◆ **Provided text**
========================================================================

Mainly it is a factor of power supply capacitance, regulation and sometime feedback (that can negate power supply ripple). How beefy the output stage is can come into play as well.
Magnepan usually recommends getting an amp that will double its 8 ohm power at 4ohms.
No two 200wpc amps are the same. It has to do with-current.  A
200wpc Class D amp may only put out 27 amps of current per channel, while a 150wpc Odyssey Class AB amp puts out 60 amps of current per channel.  Guess which amp sounds more powerful?
27 amps is 1500 watts into 2 ohms. 60amps is 7200 watts. 60amps would require a bus voltage of 120V at 2ohms, phase-angle aside. I think the number of speakers that drop below 1.5 ohm approaches a handful and even the number that drop much below 2 ohms are uber expensive and won't be matched with a $1,500 amplifier. 60 amps at 1.5 ohms requires a 90V bus voltage (approx). Odd of the odyssey amplifier having a 90V bus supply are pretty much 0. Given it's power rating, it is much more likely to be close to 35-40V.  That 60A specification is pretty meaningless ..... not to mention 60A would drag down the power supply capacitors pretty seriously, further limiting the practicality of delivering this much current.



Tube-amps sometimes "seem" more powerful as their distortion is typically more pleasant when they clip, but they are still clipping.

========================================================================

◆ **Record list**
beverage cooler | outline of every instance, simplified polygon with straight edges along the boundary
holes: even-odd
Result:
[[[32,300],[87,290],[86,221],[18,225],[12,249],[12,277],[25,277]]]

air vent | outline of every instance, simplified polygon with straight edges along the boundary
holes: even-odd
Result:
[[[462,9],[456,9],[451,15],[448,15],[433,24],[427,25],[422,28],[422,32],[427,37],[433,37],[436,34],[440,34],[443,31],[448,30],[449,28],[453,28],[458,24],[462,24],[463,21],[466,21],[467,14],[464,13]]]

========================================================================

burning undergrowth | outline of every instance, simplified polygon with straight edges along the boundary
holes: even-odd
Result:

========================================================================

◆ **Exercise requirements**
1: From the passage on amplifier power, reproduce the portion between "Mainly it is" and "sounds more powerful?", inclusive.
2: In the passage on amplifier power, what kind of amp does Magnepan usually recommend getting?

◆ **The responses**
1:
Mainly it is a factor of power supply capacitance, regulation and sometime feedback (that can negate power supply ripple). How beefy the output stage is can come into play as well.
Magnepan usually recommends getting an amp that will double its 8 ohm power at 4ohms.
No two 200wpc amps are the same. It has to do with-current.  A
200wpc Class D amp may only put out 27 amps of current per channel, while a 150wpc Odyssey Class AB amp puts out 60 amps of current per channel.  Guess which amp sounds more powerful?

2: One that will double its 8 ohm power at 4 ohms.